PAGE EXTRACT:
Leaving Cantor’s Paradise through Paul Cohen’s Golden Door by John Benavides

Dear John,

I too am flattered by your comments. I was pondering for some time questions along the lines of your essay and your essay resonated strongly with what I am thinking. Hope you will win a prize.

Interesting essay John. I appreciate in particular the emphasis you give to emergence, and emergence in computation. Also, the closing quote by Deutsch shines. I did not know it, and I am very pleased by his mentioning, among the deepest explanatory theories, (i) quantum theory, (iii) evolution theory for living organisms, and (iii) theory of computation, side by side. Surprisingly, Relativity is not in the group of four. Why do you think he excluded it?

I am worried/confused by the fact that the set P at the right of your central Figure 1 can be equated to two very different things such as (i) 'a space of boolean algebras whcih represent history propositions...' , or (ii) just a causal set modeling spacetime. I agree that 'richness can become an enemy', as you write -- and I could add 'meta-theories eventually need instantiation', or 'the devil is in the details', etc...

Finally, you write that 'The duality between discrete and continuum is just one more of the misunderstandings caused by a classical logic reasoning'. I am not sure I can retain a clear and strong argument explaining why this would be the case, after reading your essay. Does it mean that I have missed your main point?

Tommaso

You have written an interesting essay. I give Topos theory some discussion in my essay

http://fqxi.org/community/forum/topic/810

However, that is more mentioned with respect to the Zariski topology.

I am not entirely sure what the continuum hypothesis אּ_1 = 2^{אּ_0} has to do with physics. The Cohen Bernay theorem indicates this is consistent with the ZF set theory by Godel's theorem. I am somewhat familiar with these developments, but they are not entirely my area of expertise. Your paper gets a good thumbs up from me.

Cheers LC

Hello John,

I make references to Topos theory, largely with connection to the algebraic or projective varieties with Zariski topology. This is the basis of what might be called "pre-topos" theory. It is a form of pre-sheaf construction, which can be used to build a sheaf theory. One main interest is in a twistor geometry with E_6 subroup (or E_6xE_8) with a sheaf or pre-sheaf construction for twistor geometry.

PROVIDED MATERIAL:
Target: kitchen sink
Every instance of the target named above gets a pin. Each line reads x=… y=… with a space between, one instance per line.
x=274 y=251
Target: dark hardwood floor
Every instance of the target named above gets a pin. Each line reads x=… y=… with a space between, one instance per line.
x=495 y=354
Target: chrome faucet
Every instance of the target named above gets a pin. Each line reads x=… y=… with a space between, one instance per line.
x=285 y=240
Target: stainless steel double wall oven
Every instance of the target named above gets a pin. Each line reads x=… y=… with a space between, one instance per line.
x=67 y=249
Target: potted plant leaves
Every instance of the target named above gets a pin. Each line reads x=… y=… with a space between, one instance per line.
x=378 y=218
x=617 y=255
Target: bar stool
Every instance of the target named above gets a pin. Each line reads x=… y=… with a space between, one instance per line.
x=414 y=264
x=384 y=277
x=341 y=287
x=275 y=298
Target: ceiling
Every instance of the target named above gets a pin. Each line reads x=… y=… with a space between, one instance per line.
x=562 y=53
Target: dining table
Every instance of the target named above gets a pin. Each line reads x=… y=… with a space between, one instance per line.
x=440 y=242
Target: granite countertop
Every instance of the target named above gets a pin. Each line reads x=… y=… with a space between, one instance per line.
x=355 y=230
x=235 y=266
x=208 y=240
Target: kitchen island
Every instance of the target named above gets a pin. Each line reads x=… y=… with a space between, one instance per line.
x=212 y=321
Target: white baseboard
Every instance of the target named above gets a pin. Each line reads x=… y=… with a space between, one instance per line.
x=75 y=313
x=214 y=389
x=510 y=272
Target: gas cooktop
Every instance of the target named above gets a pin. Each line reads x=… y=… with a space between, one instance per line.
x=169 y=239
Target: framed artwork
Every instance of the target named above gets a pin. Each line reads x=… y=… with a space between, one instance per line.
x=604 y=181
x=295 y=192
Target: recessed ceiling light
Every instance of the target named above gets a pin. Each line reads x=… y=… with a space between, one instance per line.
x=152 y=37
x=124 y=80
* * *
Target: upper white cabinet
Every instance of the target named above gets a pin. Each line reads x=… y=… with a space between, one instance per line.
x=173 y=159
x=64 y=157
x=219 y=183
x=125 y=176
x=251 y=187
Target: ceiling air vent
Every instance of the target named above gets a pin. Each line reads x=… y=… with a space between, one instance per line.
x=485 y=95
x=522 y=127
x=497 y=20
* * *
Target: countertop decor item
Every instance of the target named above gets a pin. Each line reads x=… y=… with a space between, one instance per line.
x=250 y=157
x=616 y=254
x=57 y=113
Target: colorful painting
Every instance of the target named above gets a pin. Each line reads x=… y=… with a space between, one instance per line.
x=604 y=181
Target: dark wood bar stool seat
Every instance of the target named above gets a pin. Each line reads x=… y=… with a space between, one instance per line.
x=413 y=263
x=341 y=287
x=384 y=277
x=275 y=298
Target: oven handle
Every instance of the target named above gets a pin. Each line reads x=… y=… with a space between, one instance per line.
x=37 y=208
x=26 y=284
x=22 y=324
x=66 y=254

OBJECTIVE 1: In the records, lay out the lines from the line with "Target: granite countertop" up to and including the line with "x=208 y=240" as a Markdown table with the columns Row and Line, giving each line a row number and leaving out blank lines.
OBJECTIVE 2: Extend the forum thread on the Cantor's Paradise essay past its final sentence.

WRITTEN RESPONSE 1:
| Row | Line |
|---|---|
| 1 | Target: granite countertop |
| 2 | Every instance of the target named above gets a pin. Each line reads x=… y=… with a space between, one instance per line. |
| 3 | x=355 y=230 |
| 4 | x=235 y=266 |
| 5 | x=208 y=240 |

WRITTEN RESPONSE 2:
There is a relationship between lightcones and Heisenberg groups within this Kleinian quotient system. I tend to see this as a precursor for the far more generalized system you present in your paper. I am also interested in the prospect for monster-moonshine structure, which is are projective varieties in 26 dimensions (eg the bosonic string) with Lorentzian structure. These projective varieties form the pre-sheaf construction for topos or grothendieck-Etale structure.

The space of lightlike geodesics is a set of invariants and then due to a stabilizer on O(n,2), so the space of lightlike curves L_n is identified with the quotient O(n,2)/P, where P is a subgroup defined the quotient between a subgroup with a Zariski topology, or a Borel subgroup, and the main group G = O(n,2). This quotient G/P is a projective algebraic variety, or flag manifold and P is a parabolic subgroup. The natural embedding of a group H - -> G composed with the projective variety G - ->G/P is an isomorphism between the H and G/P. This is then a semi-direct product G = P x| H. For the G any GL(n) the parabolic group is a subgroup of upper triangular matrices. An example of such a matrix with real valued elements is the Heisenberg group of 3x3 matrices (sorry for the inconvenient representation, but I have bad luck with these html-TeX systems)

|1 & a & b|

|0 & 1 & c|

|0 & 0 & 1|

which may be extended to n-dimensional systems to form the 2n+1 dimensional Heisenberg group H_n of n + 2 entries

|1 & a & b|

|0 & I_n & c|

|0 & 0 & 1|

where for O(n,2) the Heisenberg group is H_{2n+3}. The elements a and c are then n+2 dimensional row and column vectors of O(n,2). These are Borel groups, which emerge from the quotient space AdS_n/Γ, where the discrete group Γ is a manifestation of the Calabi-Yau 3-cycle, and which as it turns out gives an integer partition for the set of quantum states in the AdS spacetime. So both spacetime and quantum structure as we know them are emergent.

This of course can exist in more general setting, which is the type of construction you are presenting with the continuum hypothesis. I will not write that with alephs, for the Unicode representation does not work well. This suggests that the universe (the system of multi-cosmologies or multiverse) has this underlying system of topos between different structures. The system above illustrates how lightcones and Heisenberg groups emerge from the same quotient structure, where the topology indicates this is a form of topoi.

Cheers LC

John,

I find your idea that theory limits what we 'see' of Nature very interesting and also very relevant to the raging debates going on. Let me add my voice to that debate and point you to a result along the same lines in my essay.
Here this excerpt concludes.